▼▼▼

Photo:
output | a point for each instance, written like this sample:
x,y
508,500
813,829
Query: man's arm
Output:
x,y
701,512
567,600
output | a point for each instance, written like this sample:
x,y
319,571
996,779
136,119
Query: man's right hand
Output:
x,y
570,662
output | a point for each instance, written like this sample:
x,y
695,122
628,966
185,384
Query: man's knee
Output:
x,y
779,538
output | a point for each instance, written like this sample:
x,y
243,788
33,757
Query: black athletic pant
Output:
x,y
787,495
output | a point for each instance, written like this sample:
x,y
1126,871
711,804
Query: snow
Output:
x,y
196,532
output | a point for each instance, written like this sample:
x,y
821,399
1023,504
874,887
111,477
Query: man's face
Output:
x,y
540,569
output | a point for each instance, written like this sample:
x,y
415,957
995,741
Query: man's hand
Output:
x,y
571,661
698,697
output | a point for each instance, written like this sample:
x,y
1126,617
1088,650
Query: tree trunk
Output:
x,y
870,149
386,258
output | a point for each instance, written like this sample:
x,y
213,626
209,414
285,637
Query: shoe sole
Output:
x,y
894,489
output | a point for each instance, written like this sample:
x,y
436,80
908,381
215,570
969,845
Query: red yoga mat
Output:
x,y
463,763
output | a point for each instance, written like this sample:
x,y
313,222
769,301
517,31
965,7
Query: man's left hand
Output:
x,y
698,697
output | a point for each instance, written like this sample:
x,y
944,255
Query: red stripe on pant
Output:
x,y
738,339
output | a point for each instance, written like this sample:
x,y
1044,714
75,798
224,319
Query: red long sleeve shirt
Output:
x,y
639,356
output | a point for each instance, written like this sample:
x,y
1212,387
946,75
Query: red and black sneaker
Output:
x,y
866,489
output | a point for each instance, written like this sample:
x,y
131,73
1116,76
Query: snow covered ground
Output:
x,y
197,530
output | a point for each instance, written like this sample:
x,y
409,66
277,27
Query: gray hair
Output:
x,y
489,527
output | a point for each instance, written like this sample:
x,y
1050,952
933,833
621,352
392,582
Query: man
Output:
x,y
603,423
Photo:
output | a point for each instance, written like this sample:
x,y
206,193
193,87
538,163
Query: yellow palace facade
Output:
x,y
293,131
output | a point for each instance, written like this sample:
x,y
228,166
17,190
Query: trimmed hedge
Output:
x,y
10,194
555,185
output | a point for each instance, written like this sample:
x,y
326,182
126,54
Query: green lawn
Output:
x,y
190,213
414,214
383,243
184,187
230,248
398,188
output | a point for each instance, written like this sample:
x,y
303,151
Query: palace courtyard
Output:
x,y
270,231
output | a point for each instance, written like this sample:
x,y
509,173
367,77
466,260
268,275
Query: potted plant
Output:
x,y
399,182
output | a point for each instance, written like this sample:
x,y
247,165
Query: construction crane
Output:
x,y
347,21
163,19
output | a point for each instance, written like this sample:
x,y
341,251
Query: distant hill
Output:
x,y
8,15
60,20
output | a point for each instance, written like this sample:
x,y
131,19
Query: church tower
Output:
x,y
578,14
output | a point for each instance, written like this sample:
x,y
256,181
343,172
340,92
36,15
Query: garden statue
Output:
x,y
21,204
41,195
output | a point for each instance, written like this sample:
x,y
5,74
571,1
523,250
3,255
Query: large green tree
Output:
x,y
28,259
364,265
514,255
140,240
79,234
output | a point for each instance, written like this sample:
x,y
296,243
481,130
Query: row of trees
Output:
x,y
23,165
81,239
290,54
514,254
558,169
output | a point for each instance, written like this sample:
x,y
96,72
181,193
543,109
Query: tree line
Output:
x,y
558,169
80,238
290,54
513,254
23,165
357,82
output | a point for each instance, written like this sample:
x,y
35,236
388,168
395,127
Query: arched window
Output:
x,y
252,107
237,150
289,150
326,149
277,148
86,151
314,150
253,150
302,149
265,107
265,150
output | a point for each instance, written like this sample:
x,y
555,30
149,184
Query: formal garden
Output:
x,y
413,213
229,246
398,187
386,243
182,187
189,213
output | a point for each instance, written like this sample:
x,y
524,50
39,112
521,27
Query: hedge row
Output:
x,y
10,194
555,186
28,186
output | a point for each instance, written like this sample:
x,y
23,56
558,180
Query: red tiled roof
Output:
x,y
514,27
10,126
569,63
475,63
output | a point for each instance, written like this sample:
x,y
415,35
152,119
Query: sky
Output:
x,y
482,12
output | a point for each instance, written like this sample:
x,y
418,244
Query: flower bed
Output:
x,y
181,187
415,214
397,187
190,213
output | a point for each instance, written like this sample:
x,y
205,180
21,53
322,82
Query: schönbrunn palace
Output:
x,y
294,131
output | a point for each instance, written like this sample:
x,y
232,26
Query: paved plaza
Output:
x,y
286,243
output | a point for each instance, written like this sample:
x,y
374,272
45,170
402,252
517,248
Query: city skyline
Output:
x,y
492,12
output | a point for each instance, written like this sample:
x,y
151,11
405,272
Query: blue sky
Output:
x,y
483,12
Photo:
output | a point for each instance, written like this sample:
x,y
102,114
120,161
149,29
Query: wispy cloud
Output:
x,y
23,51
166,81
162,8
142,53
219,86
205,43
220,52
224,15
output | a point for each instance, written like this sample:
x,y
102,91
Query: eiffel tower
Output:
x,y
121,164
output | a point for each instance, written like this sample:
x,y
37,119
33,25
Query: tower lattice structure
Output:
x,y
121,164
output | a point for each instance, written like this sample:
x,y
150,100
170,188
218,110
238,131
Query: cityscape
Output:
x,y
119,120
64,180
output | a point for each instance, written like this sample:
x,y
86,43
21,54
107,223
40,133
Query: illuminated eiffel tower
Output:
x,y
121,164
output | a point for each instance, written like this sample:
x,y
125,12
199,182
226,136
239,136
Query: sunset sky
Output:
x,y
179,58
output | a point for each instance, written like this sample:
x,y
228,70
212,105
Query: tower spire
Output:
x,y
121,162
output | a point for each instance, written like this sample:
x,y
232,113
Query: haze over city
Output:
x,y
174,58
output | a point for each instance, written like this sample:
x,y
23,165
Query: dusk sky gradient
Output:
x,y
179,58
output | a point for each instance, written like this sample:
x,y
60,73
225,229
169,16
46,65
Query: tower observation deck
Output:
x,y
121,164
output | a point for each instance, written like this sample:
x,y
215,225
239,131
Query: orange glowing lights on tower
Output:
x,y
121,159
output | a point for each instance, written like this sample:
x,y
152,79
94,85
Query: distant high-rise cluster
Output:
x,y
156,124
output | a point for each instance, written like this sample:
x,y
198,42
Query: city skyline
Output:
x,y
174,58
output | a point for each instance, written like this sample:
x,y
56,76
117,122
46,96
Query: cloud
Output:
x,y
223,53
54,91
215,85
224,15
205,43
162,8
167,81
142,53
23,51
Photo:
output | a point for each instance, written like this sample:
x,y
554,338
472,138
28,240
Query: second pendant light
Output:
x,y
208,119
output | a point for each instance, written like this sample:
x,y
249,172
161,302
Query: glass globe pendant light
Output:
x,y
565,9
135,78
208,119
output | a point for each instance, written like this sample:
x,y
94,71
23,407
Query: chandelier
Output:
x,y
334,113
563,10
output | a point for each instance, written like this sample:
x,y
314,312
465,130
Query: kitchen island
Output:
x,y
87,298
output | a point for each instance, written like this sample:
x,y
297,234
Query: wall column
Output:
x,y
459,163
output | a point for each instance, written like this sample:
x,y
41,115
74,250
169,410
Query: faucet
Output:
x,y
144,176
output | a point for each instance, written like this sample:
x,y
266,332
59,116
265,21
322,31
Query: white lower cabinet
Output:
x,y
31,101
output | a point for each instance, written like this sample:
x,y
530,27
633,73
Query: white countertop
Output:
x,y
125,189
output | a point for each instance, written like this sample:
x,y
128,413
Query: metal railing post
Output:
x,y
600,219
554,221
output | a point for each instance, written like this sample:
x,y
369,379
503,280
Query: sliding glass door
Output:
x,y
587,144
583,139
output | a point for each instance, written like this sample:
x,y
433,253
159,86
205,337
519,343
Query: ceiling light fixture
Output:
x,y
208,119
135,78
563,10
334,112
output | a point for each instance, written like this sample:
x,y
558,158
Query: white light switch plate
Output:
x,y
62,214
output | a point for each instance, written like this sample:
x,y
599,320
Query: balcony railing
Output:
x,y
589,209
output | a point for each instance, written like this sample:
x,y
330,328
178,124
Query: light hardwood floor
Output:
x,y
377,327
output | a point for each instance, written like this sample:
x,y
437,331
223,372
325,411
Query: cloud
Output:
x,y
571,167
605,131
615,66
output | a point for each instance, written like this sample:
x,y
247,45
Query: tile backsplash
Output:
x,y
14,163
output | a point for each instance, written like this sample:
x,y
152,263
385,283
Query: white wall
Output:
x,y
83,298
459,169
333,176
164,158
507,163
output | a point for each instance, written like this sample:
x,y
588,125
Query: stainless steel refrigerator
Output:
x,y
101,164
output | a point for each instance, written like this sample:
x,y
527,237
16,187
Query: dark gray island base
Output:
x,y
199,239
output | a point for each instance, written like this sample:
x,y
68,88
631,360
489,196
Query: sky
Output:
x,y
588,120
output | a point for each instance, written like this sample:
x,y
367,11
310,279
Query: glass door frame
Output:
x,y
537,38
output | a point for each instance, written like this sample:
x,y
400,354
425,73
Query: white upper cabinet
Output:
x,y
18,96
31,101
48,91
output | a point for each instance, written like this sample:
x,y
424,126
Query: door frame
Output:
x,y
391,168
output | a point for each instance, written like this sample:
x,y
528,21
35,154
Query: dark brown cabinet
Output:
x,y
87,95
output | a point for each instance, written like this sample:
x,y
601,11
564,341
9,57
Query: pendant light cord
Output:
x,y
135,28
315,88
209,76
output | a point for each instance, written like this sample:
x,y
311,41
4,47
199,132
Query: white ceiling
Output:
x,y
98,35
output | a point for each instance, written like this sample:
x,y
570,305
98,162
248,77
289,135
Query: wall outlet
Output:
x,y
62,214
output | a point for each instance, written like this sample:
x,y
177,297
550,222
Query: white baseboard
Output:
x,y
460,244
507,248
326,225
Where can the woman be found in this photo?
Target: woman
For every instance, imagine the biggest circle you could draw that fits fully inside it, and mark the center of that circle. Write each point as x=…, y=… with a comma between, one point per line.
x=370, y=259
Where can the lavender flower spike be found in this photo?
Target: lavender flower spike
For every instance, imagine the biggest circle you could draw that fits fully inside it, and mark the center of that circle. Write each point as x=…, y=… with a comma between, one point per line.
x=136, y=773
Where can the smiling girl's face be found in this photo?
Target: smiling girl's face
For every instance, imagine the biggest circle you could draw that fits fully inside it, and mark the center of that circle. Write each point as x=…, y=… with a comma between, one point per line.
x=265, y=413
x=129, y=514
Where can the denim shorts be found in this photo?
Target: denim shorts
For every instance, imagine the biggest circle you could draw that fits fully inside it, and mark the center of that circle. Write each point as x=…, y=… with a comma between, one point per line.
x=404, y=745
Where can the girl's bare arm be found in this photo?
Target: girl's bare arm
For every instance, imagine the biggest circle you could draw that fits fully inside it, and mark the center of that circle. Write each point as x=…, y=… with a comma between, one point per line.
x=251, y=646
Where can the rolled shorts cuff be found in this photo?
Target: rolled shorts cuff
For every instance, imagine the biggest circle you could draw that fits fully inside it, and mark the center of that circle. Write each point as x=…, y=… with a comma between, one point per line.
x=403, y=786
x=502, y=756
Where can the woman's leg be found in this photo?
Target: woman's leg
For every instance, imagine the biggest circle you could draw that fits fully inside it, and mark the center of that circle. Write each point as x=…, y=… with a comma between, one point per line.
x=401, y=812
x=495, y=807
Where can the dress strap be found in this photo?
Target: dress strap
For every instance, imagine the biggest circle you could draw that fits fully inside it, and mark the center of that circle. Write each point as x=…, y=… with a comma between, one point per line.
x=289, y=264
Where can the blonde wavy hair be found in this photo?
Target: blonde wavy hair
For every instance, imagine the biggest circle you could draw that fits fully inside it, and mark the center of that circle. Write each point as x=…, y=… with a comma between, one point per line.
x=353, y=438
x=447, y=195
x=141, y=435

▲▲▲

Rewrite the lines running from the one containing "Where can the dress" through the end of the records, inclusive, with "biggest" changed to "largest" and everything else left unchanged.

Where can the dress strap be found in this photo?
Target: dress strap
For every instance, imagine the largest circle you could draw that fits fully inside it, and mark the center of that circle. Write each point as x=…, y=… with a comma between, one point per line.
x=289, y=264
Where can the blonde wavy hair be found in this photo?
Target: blonde wavy hair
For every instance, imagine the largest circle you could draw that fits fully inside it, and mark the center of that circle. Write each point as x=…, y=… with a comma between, one point per line.
x=353, y=438
x=447, y=195
x=141, y=435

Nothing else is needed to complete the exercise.